▶ _Requirement_: Which lines of the records contain the word "green"? Copy each one.

*** The data ***

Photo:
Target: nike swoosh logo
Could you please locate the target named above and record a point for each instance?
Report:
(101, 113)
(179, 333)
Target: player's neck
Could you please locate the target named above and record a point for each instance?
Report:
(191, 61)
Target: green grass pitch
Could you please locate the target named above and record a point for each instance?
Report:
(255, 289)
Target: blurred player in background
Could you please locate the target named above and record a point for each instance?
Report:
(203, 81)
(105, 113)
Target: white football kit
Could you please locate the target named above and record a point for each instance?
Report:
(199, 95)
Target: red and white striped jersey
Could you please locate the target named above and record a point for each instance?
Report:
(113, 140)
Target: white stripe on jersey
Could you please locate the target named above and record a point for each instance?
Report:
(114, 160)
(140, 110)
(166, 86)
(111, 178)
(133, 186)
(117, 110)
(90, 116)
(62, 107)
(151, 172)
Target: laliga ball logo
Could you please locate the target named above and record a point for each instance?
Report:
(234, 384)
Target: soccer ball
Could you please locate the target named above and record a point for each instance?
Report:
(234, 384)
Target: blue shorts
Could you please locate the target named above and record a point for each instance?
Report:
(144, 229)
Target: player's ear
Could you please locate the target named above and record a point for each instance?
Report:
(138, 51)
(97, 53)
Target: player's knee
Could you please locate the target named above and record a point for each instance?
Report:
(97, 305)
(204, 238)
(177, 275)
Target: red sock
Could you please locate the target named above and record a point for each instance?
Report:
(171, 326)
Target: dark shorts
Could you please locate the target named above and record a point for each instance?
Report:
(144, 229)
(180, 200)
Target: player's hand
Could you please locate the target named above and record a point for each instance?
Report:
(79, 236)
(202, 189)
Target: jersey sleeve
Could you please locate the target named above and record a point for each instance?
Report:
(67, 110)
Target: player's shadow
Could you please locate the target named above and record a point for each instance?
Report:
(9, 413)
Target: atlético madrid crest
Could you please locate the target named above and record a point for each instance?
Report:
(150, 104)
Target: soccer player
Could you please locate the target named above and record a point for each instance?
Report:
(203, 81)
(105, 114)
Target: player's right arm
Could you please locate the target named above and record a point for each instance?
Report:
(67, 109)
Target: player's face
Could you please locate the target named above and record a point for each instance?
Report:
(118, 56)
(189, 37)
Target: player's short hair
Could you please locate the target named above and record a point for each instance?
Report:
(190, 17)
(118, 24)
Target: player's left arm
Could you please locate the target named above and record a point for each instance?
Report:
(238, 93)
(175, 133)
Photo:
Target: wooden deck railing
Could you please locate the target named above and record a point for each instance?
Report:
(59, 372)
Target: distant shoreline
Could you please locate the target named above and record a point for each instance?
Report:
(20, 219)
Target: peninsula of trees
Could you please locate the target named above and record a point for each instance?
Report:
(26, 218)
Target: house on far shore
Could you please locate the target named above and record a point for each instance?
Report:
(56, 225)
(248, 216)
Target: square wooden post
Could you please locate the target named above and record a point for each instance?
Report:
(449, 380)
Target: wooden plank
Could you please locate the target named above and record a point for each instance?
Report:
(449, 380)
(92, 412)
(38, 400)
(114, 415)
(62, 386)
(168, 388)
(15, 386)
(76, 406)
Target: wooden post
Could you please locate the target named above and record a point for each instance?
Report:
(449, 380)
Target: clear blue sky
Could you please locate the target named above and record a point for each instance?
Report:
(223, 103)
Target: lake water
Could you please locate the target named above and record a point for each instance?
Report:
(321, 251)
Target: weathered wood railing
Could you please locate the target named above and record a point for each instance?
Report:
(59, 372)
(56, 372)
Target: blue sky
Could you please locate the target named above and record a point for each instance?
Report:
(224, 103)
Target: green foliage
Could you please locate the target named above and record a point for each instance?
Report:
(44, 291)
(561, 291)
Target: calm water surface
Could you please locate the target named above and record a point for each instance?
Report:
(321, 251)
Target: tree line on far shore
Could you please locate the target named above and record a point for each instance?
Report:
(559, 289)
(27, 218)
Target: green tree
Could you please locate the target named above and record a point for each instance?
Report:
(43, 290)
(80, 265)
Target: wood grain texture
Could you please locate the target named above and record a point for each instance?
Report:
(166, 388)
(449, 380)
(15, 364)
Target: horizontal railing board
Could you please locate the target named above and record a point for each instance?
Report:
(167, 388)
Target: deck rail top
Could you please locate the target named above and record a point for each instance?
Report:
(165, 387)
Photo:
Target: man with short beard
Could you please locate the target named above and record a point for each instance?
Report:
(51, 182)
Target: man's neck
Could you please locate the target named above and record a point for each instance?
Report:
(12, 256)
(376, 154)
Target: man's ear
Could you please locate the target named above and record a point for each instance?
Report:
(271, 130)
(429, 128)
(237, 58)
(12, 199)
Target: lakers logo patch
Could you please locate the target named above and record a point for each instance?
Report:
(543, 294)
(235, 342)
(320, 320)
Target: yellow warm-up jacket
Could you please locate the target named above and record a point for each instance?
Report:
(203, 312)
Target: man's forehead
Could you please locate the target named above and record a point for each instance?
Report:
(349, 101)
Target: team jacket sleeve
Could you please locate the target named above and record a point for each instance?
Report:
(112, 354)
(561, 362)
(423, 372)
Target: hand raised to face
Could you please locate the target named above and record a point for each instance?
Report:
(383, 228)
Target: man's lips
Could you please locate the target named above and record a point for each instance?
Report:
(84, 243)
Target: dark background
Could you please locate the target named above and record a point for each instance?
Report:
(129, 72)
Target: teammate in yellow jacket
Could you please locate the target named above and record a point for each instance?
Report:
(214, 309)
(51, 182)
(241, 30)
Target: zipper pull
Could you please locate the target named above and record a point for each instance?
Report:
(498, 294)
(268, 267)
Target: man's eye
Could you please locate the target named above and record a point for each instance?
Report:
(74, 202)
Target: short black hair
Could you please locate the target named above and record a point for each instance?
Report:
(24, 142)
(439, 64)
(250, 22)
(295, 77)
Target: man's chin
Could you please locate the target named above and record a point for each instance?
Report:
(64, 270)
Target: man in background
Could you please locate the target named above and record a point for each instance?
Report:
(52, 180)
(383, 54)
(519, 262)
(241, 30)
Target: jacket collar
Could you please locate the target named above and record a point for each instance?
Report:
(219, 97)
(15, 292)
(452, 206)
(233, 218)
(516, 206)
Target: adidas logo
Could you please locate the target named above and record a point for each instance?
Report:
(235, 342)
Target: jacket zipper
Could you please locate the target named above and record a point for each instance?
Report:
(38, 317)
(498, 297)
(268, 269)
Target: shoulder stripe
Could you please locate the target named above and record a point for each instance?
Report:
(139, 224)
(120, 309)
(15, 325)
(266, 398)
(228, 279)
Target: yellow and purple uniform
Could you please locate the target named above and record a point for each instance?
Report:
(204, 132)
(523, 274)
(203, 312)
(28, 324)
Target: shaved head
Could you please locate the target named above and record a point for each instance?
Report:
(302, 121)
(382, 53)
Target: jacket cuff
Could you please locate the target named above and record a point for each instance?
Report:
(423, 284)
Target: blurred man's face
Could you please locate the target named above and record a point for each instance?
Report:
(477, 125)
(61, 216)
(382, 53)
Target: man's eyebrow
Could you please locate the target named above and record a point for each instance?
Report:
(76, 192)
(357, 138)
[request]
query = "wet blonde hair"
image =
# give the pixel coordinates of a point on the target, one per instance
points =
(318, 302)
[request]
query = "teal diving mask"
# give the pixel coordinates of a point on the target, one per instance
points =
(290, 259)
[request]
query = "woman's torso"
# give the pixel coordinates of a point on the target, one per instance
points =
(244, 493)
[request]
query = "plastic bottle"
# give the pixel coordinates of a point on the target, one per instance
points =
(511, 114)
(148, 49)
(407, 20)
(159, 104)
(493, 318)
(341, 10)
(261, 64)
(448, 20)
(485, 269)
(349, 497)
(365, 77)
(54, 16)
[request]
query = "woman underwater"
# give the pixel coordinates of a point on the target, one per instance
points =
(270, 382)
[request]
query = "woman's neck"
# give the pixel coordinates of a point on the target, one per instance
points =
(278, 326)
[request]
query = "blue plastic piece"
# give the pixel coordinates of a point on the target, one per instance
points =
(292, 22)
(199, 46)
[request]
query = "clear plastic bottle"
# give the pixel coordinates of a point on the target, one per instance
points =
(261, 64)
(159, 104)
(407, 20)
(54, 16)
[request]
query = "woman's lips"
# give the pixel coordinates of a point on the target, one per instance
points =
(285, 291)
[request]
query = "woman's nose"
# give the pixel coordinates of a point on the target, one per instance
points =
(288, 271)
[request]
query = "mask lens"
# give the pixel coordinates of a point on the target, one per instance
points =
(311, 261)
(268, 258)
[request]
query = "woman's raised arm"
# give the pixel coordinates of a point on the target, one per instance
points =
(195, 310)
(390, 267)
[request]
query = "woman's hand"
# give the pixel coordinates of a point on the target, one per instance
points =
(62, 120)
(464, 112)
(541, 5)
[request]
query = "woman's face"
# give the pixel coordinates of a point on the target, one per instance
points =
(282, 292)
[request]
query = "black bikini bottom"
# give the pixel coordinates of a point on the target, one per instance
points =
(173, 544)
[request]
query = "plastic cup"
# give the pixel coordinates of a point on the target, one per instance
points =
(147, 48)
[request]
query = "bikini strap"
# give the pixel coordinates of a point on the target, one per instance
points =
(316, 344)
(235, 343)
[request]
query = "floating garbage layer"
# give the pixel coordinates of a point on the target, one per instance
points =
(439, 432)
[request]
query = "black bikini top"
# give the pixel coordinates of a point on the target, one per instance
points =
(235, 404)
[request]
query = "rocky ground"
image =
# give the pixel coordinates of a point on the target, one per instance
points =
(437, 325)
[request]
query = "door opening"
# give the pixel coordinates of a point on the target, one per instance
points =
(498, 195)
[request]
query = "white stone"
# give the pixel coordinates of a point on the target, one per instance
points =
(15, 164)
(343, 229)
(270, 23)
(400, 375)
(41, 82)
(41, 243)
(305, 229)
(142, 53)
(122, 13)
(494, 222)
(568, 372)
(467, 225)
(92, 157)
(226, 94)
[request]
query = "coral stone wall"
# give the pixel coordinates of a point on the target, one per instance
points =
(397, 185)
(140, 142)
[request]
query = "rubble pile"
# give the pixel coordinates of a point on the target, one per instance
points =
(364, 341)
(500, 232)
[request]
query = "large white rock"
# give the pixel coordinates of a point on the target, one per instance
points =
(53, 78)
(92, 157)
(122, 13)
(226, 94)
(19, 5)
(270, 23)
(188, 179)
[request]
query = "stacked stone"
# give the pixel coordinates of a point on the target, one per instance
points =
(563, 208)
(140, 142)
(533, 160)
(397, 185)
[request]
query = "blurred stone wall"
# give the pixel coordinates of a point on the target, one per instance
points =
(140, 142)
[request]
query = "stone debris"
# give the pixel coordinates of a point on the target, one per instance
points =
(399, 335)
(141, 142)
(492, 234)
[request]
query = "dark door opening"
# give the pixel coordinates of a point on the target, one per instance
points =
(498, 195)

*** End of The data ***

▶ _Exercise response_:
Target: green grass pitch
Target: green foliage
Target: green tree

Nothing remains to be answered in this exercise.